Put every line of the material below into a numbered list, omitting blank lines and leaving the pictures out.

▶ [Data section]:
++++
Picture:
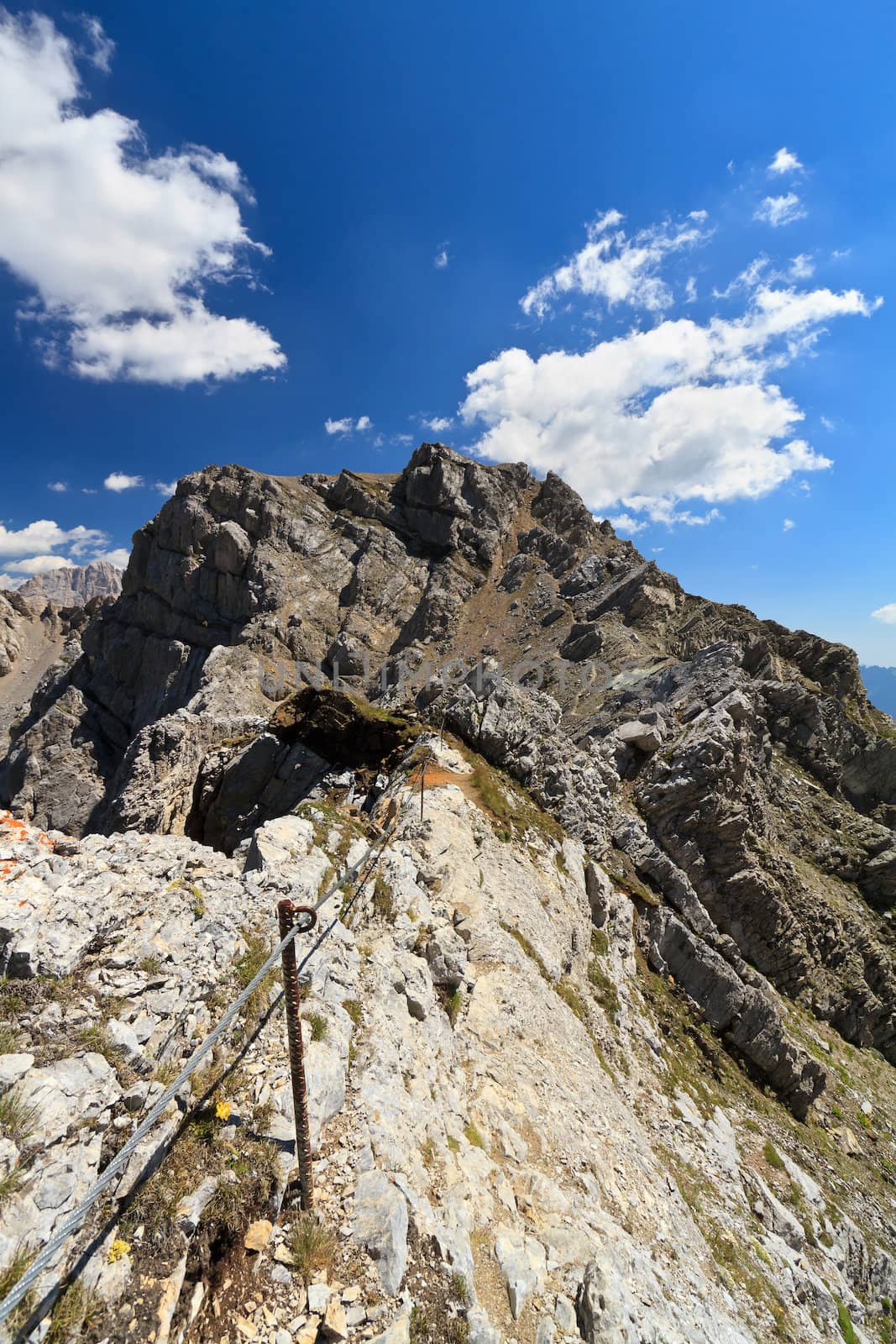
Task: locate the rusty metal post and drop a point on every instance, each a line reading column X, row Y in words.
column 288, row 913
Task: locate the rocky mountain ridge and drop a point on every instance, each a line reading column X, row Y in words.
column 73, row 585
column 725, row 785
column 882, row 687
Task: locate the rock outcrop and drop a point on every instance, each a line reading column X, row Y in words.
column 542, row 1144
column 736, row 765
column 654, row 894
column 71, row 585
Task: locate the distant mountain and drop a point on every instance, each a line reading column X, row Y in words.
column 73, row 586
column 880, row 685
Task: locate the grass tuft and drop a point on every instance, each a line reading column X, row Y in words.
column 312, row 1247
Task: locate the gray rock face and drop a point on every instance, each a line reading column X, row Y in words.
column 731, row 769
column 71, row 585
column 380, row 1226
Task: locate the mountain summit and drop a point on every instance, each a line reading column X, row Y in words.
column 720, row 785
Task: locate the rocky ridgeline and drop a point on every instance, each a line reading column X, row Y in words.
column 71, row 585
column 516, row 1135
column 721, row 784
column 34, row 635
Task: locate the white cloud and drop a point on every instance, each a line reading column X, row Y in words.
column 348, row 427
column 118, row 557
column 785, row 161
column 627, row 524
column 120, row 481
column 39, row 564
column 118, row 292
column 45, row 537
column 653, row 418
column 781, row 210
column 617, row 268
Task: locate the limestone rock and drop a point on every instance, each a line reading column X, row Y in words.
column 380, row 1226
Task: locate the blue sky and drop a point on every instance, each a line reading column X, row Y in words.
column 645, row 246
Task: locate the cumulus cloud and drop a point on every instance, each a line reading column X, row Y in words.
column 781, row 210
column 118, row 557
column 120, row 481
column 46, row 535
column 785, row 161
column 348, row 425
column 653, row 420
column 117, row 245
column 617, row 268
column 437, row 423
column 39, row 564
column 627, row 524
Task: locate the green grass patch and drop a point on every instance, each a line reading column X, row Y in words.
column 773, row 1156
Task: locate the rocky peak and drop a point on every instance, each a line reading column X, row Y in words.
column 645, row 911
column 736, row 765
column 73, row 585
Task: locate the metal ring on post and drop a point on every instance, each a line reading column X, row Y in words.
column 289, row 916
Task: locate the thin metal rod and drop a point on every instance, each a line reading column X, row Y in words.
column 286, row 913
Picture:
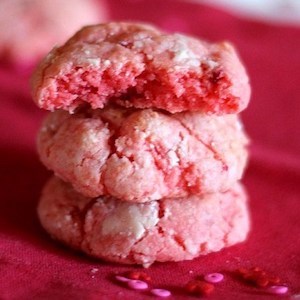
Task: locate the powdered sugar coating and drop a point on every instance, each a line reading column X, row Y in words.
column 143, row 233
column 143, row 155
column 31, row 28
column 139, row 66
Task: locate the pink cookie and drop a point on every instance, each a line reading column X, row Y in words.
column 139, row 66
column 143, row 233
column 31, row 28
column 143, row 155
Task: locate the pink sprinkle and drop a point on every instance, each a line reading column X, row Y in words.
column 122, row 278
column 161, row 292
column 137, row 284
column 214, row 277
column 278, row 289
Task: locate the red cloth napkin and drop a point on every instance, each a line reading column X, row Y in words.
column 32, row 266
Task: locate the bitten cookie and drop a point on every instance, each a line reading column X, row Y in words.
column 30, row 28
column 143, row 155
column 143, row 233
column 140, row 66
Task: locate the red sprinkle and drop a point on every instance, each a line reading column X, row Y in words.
column 258, row 277
column 136, row 275
column 199, row 288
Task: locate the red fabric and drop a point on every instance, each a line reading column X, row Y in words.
column 32, row 266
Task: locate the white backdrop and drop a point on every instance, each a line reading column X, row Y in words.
column 283, row 11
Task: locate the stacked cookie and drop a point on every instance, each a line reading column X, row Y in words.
column 145, row 143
++++
▶ [Correct answer]:
1. Picture:
2. Task: locate the rusty metal post and drop a point on every instance, each a line reading column X, row Y in words.
3. column 288, row 913
4. Task: locate the rocky mountain ridge and drop a point on every instance, each a line reading column X, row Y in words.
5. column 73, row 585
6. column 725, row 785
7. column 882, row 687
8. Task: locate the rock outcrop and drop a point on every instance, each a line reading column X, row Y in words.
9. column 542, row 1144
10. column 736, row 765
11. column 654, row 894
12. column 71, row 585
13. Task: locate the distant mountain and drop a point on every instance, each a line reading column X, row Y in words.
14. column 73, row 586
15. column 880, row 685
16. Task: locate the grass tuft and drop a point on every instance, each a line reading column X, row Y in words.
17. column 312, row 1247
18. Task: locate the gray rock face and drop a point on every instance, each a line reading column X, row Y in words.
19. column 731, row 769
20. column 71, row 585
21. column 380, row 1226
22. Task: locate the mountain summit and drop a point on every instance, each a line reading column X, row Y in words.
23. column 720, row 785
24. Task: locate the rocky ridgeline and drop a point on every instance, each a line reading column X, row Y in words.
25. column 71, row 585
26. column 516, row 1135
27. column 721, row 784
28. column 34, row 635
29. Task: locate the white cloud and drop a point on every instance, each a line reading column X, row Y in words.
30. column 348, row 427
31. column 118, row 557
32. column 785, row 161
33. column 627, row 524
34. column 120, row 481
35. column 39, row 564
36. column 118, row 292
37. column 45, row 537
38. column 653, row 418
39. column 781, row 210
40. column 617, row 268
41. Task: locate the limestone rock and drop a point on every instance, each a line reading column X, row Y in words.
42. column 380, row 1226
43. Task: locate the blue sky and drop a point on every instance, each a line reading column X, row Y in words.
44. column 645, row 246
45. Task: locate the cumulus cloud and drop a point on every instance, each a line reading column X, row Y in words.
46. column 781, row 210
47. column 118, row 557
48. column 120, row 481
49. column 46, row 535
50. column 785, row 161
51. column 348, row 425
52. column 653, row 420
53. column 117, row 245
54. column 617, row 268
55. column 437, row 423
56. column 39, row 564
57. column 627, row 524
58. Task: locate the green grass patch and drop a point on every instance, each a line reading column X, row Y in words.
59. column 773, row 1156
60. Task: locate the rocky peak and drop a point on every instance, each a line reading column X, row Y in words.
61. column 645, row 911
62. column 736, row 765
63. column 73, row 585
64. Task: locate the metal ring on post and drop a point on every instance, each a line reading column X, row Y in words.
65. column 289, row 916
66. Task: locate the thin metal rod and drop a point on every instance, each a line reading column X, row Y in words.
67. column 286, row 913
68. Picture:
69. Task: locate the powdered sugar coating and drop a point on every instance, each a line reading column X, row Y in words.
70. column 143, row 233
71. column 143, row 155
72. column 31, row 28
73. column 139, row 66
74. Task: locate the pink cookie and drop a point on every instance, each a line reading column X, row Y in words.
75. column 139, row 66
76. column 143, row 233
77. column 31, row 28
78. column 143, row 155
79. Task: locate the pink sprinkle and drop a point on every instance, each a line reading column X, row Y in words.
80. column 122, row 278
81. column 161, row 292
82. column 137, row 284
83. column 214, row 277
84. column 278, row 289
85. Task: locate the red cloth napkin and drop a point on every instance, each a line reading column X, row Y in words.
86. column 32, row 266
87. Task: locate the bitten cookie and drop a point on every instance, each a line reading column X, row Y in words.
88. column 30, row 28
89. column 143, row 155
90. column 143, row 233
91. column 140, row 66
92. Task: locate the red sprinkle and drop a point on every instance, each a line reading column X, row Y in words.
93. column 258, row 277
94. column 136, row 275
95. column 199, row 288
96. Task: locate the red fabric and drop a point on every instance, each a line reading column X, row Y in words.
97. column 32, row 266
98. Task: locate the white backdrop and drop a point on every instance, each a line reading column X, row Y in words.
99. column 283, row 11
100. Task: locate the stacked cookie and drop a point on every instance, each a line reading column X, row Y in words.
101. column 145, row 143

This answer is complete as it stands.